Tytuł oryginalny: The Hotel Riviera
Tłumaczenie: Anna Żukowska-Maziarska
Wydawnictwo: AMBER
Seria: Wszystko dla Pań
Rok wydania: 2004
Oprawa: miękka
Ilość stron: 183
ISBN: 83-241-1590-0
Półka: wypożyczona
Moja ocena: 5/10
Przeczytana: 8 stycznia 2014
Kupisz:
Po przeczytaniu “Morelle” (TU) i moich achach i ochach nad tą książką, postanowiłam powędrować do biblioteki i zaopatrzyć się w kolejną powieść Elizabeth Adler. Pogoda za oknem nieciekawa, śniegu ani na lekarstwo, więc trzeba sobie jakoś humor poprawić ciekawą książką. No i po paru minutach grzebania na półkach (tym razem zrezygnowałam z grzebania w necie i wcześniejszej rezerwacji) byłam szczęśliwą posiadaczką „najnowszego bestselleru” – jak informował napis na okładce – „Hotel Riwiera”. Wpadłam do domku, potem do pokoju i otworzyłam książkę z dużym zaciekawieniem, czym to tym razem zaskoczy mnie autorka, która tak mnie urzekła wcześniejszą lekturą. I… ale zacznijmy od początku i nie wyprzedzajmy faktów.

**Co zrobić:**
Ile stron ma książka opisana w tekście? Korzystaj wyłącznie z tekstu.

**Dane:**
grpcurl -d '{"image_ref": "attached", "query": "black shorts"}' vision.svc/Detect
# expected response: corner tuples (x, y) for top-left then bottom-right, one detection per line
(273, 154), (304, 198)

**Odpowiedź:**
183 strony.